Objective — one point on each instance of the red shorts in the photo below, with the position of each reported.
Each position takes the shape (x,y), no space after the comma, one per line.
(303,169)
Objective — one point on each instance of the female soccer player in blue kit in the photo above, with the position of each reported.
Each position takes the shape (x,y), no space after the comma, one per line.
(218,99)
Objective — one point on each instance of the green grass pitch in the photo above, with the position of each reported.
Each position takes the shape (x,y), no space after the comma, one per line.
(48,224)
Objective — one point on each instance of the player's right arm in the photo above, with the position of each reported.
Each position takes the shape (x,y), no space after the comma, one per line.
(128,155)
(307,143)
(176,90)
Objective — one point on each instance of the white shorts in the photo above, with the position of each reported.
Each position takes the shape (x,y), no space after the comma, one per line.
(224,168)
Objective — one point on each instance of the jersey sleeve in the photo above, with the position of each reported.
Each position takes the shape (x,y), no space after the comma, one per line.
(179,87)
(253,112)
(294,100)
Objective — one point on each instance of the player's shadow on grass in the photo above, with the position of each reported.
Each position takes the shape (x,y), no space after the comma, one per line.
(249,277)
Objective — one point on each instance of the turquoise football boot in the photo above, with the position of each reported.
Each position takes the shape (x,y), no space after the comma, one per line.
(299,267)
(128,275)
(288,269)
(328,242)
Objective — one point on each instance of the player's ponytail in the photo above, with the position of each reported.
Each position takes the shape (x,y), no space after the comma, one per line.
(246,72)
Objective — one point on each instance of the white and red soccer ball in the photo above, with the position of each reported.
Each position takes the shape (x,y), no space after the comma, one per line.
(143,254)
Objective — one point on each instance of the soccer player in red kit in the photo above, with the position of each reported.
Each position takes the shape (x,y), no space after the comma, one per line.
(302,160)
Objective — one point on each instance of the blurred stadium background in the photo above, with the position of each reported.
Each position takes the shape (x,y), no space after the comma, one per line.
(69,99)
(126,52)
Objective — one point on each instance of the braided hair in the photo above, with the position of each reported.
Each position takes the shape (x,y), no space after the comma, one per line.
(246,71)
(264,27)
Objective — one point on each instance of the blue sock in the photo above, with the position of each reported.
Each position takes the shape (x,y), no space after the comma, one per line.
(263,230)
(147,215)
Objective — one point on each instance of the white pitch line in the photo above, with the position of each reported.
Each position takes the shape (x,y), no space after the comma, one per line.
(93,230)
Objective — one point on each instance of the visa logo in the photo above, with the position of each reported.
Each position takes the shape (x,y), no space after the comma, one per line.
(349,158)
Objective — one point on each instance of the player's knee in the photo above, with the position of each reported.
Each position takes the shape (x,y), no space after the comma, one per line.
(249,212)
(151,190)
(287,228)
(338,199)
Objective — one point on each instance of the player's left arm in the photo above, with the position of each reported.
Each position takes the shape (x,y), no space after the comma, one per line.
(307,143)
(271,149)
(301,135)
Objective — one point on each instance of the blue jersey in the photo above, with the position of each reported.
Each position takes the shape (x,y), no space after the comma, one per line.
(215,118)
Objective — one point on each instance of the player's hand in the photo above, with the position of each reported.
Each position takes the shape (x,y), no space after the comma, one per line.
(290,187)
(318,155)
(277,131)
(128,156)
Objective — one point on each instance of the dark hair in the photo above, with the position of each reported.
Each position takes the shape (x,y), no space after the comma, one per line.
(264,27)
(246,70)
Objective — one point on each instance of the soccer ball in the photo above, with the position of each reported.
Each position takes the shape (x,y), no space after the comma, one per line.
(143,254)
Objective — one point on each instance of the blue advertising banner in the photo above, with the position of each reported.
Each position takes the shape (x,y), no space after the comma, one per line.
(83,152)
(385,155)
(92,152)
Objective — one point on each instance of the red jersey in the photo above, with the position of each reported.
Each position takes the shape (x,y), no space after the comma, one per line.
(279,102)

────────────────

*PROBLEM REQUIREMENTS*. The expected answer is a copy of each line in the records that holds the word "blue".

*ANSWER FOR THE TASK*.
Objective — one point on each instance of the female soccer player in blue kit in the photo above, with the position of each reported.
Objective — one point on each instance of the blue sock in the photo above, with the position of each reported.
Objective — one point on each instance of the blue jersey in the photo above, with the position of each reported.
Objective — one point on each instance of the blue advertising banner in the photo above, with the position of each reported.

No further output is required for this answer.